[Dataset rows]

>> Start

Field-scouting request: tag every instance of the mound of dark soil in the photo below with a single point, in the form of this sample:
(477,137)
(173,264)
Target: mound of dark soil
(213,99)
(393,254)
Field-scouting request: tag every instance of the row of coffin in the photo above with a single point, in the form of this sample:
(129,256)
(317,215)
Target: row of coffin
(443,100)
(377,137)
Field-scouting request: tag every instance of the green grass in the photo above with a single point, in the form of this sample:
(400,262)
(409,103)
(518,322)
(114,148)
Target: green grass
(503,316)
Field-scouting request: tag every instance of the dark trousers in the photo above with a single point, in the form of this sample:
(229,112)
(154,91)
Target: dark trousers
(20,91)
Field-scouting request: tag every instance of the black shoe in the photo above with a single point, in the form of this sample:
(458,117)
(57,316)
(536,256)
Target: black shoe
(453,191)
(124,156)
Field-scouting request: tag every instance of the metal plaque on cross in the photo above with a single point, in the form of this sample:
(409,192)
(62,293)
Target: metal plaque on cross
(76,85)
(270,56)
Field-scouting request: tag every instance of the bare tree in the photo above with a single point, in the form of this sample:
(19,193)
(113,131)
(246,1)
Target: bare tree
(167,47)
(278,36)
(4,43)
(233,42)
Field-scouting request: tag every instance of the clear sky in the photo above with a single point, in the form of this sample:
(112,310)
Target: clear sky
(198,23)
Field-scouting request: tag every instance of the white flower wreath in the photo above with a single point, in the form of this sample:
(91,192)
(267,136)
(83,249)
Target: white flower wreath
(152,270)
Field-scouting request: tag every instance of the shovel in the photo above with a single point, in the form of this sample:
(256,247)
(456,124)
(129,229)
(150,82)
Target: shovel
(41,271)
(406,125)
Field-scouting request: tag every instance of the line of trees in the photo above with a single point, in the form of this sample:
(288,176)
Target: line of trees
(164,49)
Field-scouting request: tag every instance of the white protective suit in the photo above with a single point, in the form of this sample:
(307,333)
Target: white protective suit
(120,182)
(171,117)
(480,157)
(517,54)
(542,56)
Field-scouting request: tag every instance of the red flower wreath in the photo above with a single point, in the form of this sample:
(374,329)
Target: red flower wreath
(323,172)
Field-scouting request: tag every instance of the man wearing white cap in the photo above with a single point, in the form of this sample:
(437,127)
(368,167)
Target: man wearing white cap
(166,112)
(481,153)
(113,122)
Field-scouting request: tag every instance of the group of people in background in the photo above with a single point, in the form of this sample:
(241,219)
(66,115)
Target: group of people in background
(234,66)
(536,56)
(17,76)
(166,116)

>> End

Short problem: Copy out the lines of the material above verbatim, starting at the line containing "Field-scouting request: tag every instance of the group" and continuing through the final line of the material.

Answer below:
Field-scouting request: tag every instance of the group of people in background in the photo above with a single point, in the form of this sample:
(241,219)
(66,115)
Target: group of people in background
(234,66)
(536,56)
(17,76)
(166,116)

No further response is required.